* [DATA SECTION]
::::

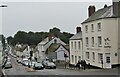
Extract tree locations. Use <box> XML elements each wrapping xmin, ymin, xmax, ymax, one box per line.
<box><xmin>49</xmin><ymin>27</ymin><xmax>61</xmax><ymax>37</ymax></box>
<box><xmin>7</xmin><ymin>36</ymin><xmax>13</xmax><ymax>45</ymax></box>
<box><xmin>0</xmin><ymin>35</ymin><xmax>6</xmax><ymax>50</ymax></box>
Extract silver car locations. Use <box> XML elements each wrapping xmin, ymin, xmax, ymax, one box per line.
<box><xmin>5</xmin><ymin>61</ymin><xmax>12</xmax><ymax>68</ymax></box>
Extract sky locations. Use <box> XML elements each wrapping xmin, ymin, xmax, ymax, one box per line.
<box><xmin>0</xmin><ymin>0</ymin><xmax>112</xmax><ymax>37</ymax></box>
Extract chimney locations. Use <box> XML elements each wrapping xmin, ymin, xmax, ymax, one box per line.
<box><xmin>76</xmin><ymin>27</ymin><xmax>81</xmax><ymax>33</ymax></box>
<box><xmin>113</xmin><ymin>0</ymin><xmax>120</xmax><ymax>17</ymax></box>
<box><xmin>48</xmin><ymin>33</ymin><xmax>52</xmax><ymax>41</ymax></box>
<box><xmin>104</xmin><ymin>4</ymin><xmax>107</xmax><ymax>8</ymax></box>
<box><xmin>88</xmin><ymin>5</ymin><xmax>96</xmax><ymax>17</ymax></box>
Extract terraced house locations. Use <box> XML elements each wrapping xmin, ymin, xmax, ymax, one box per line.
<box><xmin>69</xmin><ymin>27</ymin><xmax>83</xmax><ymax>65</ymax></box>
<box><xmin>81</xmin><ymin>1</ymin><xmax>120</xmax><ymax>68</ymax></box>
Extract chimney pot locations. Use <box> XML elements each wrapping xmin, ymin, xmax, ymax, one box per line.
<box><xmin>88</xmin><ymin>5</ymin><xmax>96</xmax><ymax>17</ymax></box>
<box><xmin>76</xmin><ymin>27</ymin><xmax>81</xmax><ymax>33</ymax></box>
<box><xmin>104</xmin><ymin>4</ymin><xmax>107</xmax><ymax>8</ymax></box>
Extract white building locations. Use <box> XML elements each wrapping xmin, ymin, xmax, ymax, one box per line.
<box><xmin>81</xmin><ymin>1</ymin><xmax>120</xmax><ymax>68</ymax></box>
<box><xmin>36</xmin><ymin>36</ymin><xmax>66</xmax><ymax>61</ymax></box>
<box><xmin>46</xmin><ymin>43</ymin><xmax>69</xmax><ymax>61</ymax></box>
<box><xmin>69</xmin><ymin>27</ymin><xmax>83</xmax><ymax>65</ymax></box>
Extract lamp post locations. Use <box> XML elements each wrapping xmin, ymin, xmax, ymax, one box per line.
<box><xmin>0</xmin><ymin>4</ymin><xmax>7</xmax><ymax>77</ymax></box>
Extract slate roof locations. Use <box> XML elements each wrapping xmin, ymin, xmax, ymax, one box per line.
<box><xmin>82</xmin><ymin>5</ymin><xmax>114</xmax><ymax>24</ymax></box>
<box><xmin>45</xmin><ymin>43</ymin><xmax>69</xmax><ymax>54</ymax></box>
<box><xmin>70</xmin><ymin>32</ymin><xmax>82</xmax><ymax>40</ymax></box>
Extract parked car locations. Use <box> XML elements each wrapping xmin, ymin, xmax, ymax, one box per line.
<box><xmin>45</xmin><ymin>62</ymin><xmax>56</xmax><ymax>69</ymax></box>
<box><xmin>33</xmin><ymin>62</ymin><xmax>44</xmax><ymax>70</ymax></box>
<box><xmin>4</xmin><ymin>61</ymin><xmax>12</xmax><ymax>69</ymax></box>
<box><xmin>27</xmin><ymin>61</ymin><xmax>37</xmax><ymax>68</ymax></box>
<box><xmin>21</xmin><ymin>58</ymin><xmax>29</xmax><ymax>65</ymax></box>
<box><xmin>42</xmin><ymin>60</ymin><xmax>49</xmax><ymax>68</ymax></box>
<box><xmin>22</xmin><ymin>60</ymin><xmax>29</xmax><ymax>66</ymax></box>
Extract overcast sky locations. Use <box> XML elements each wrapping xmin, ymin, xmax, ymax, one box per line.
<box><xmin>1</xmin><ymin>0</ymin><xmax>112</xmax><ymax>37</ymax></box>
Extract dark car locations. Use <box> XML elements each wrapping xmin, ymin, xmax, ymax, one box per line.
<box><xmin>33</xmin><ymin>62</ymin><xmax>44</xmax><ymax>70</ymax></box>
<box><xmin>45</xmin><ymin>62</ymin><xmax>56</xmax><ymax>69</ymax></box>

::::

* [WHAT YOU HAVE TO DO] Set down the entries above exactly; no pictures belong in the copy.

* [ANSWER SECTION]
Extract tree locations. Use <box> XML elements each wrapping xmin, ymin, xmax, ymax, one box per line.
<box><xmin>49</xmin><ymin>27</ymin><xmax>61</xmax><ymax>37</ymax></box>
<box><xmin>7</xmin><ymin>36</ymin><xmax>13</xmax><ymax>45</ymax></box>
<box><xmin>0</xmin><ymin>35</ymin><xmax>6</xmax><ymax>50</ymax></box>
Extract silver car locations. Use <box> XML elements each wrapping xmin, ymin, xmax, ymax, one box per line.
<box><xmin>5</xmin><ymin>61</ymin><xmax>12</xmax><ymax>68</ymax></box>
Extract sky locations. Use <box> XML elements each wrapping xmin, ymin, xmax, ymax, one box per line.
<box><xmin>0</xmin><ymin>0</ymin><xmax>112</xmax><ymax>37</ymax></box>
Extract chimney locations. Use <box> XML elements each wrapping xmin, ymin, xmax, ymax, one box per line.
<box><xmin>76</xmin><ymin>27</ymin><xmax>81</xmax><ymax>33</ymax></box>
<box><xmin>113</xmin><ymin>0</ymin><xmax>120</xmax><ymax>17</ymax></box>
<box><xmin>48</xmin><ymin>33</ymin><xmax>52</xmax><ymax>41</ymax></box>
<box><xmin>104</xmin><ymin>4</ymin><xmax>107</xmax><ymax>8</ymax></box>
<box><xmin>88</xmin><ymin>5</ymin><xmax>96</xmax><ymax>17</ymax></box>
Extract terraced house locations. Use <box> XML elements each wrapping xmin, ymin, xmax, ymax, one box per line.
<box><xmin>69</xmin><ymin>27</ymin><xmax>83</xmax><ymax>65</ymax></box>
<box><xmin>81</xmin><ymin>1</ymin><xmax>120</xmax><ymax>68</ymax></box>
Extract chimney pot locations. Use <box> XML elements each wrapping xmin, ymin, xmax, ymax, one box per line.
<box><xmin>88</xmin><ymin>5</ymin><xmax>96</xmax><ymax>17</ymax></box>
<box><xmin>76</xmin><ymin>27</ymin><xmax>81</xmax><ymax>33</ymax></box>
<box><xmin>104</xmin><ymin>4</ymin><xmax>107</xmax><ymax>8</ymax></box>
Extract white building locations. Use <box> XML elements each wrapping xmin, ymin, xmax, ymax, one box per line.
<box><xmin>81</xmin><ymin>1</ymin><xmax>120</xmax><ymax>68</ymax></box>
<box><xmin>36</xmin><ymin>36</ymin><xmax>66</xmax><ymax>61</ymax></box>
<box><xmin>46</xmin><ymin>43</ymin><xmax>69</xmax><ymax>61</ymax></box>
<box><xmin>69</xmin><ymin>27</ymin><xmax>83</xmax><ymax>65</ymax></box>
Extract lamp post locations. Use <box> XML elements each wrapping xmin, ymin, xmax, ymax, one box per line.
<box><xmin>0</xmin><ymin>4</ymin><xmax>7</xmax><ymax>77</ymax></box>
Extract slate roof locations. Use <box> XML elements each wrapping xmin, ymin, xmax, ymax, one box per line.
<box><xmin>82</xmin><ymin>5</ymin><xmax>114</xmax><ymax>24</ymax></box>
<box><xmin>45</xmin><ymin>43</ymin><xmax>69</xmax><ymax>54</ymax></box>
<box><xmin>70</xmin><ymin>32</ymin><xmax>82</xmax><ymax>40</ymax></box>
Extract parked car locations. Use <box> XML elements each wrapping xmin, ymin, xmax, ymax, one box per line.
<box><xmin>45</xmin><ymin>62</ymin><xmax>56</xmax><ymax>69</ymax></box>
<box><xmin>33</xmin><ymin>62</ymin><xmax>44</xmax><ymax>70</ymax></box>
<box><xmin>4</xmin><ymin>61</ymin><xmax>12</xmax><ymax>69</ymax></box>
<box><xmin>27</xmin><ymin>61</ymin><xmax>37</xmax><ymax>68</ymax></box>
<box><xmin>21</xmin><ymin>58</ymin><xmax>29</xmax><ymax>65</ymax></box>
<box><xmin>42</xmin><ymin>60</ymin><xmax>49</xmax><ymax>68</ymax></box>
<box><xmin>22</xmin><ymin>60</ymin><xmax>29</xmax><ymax>66</ymax></box>
Extract overcast sky locations. Use <box> XML elements each wrapping xmin, ymin, xmax, ymax, one box per line.
<box><xmin>1</xmin><ymin>0</ymin><xmax>112</xmax><ymax>37</ymax></box>
Extract dark car locations. Use <box> XML elements each wrapping xmin, ymin, xmax, ymax, one box per line.
<box><xmin>33</xmin><ymin>62</ymin><xmax>44</xmax><ymax>70</ymax></box>
<box><xmin>45</xmin><ymin>62</ymin><xmax>56</xmax><ymax>69</ymax></box>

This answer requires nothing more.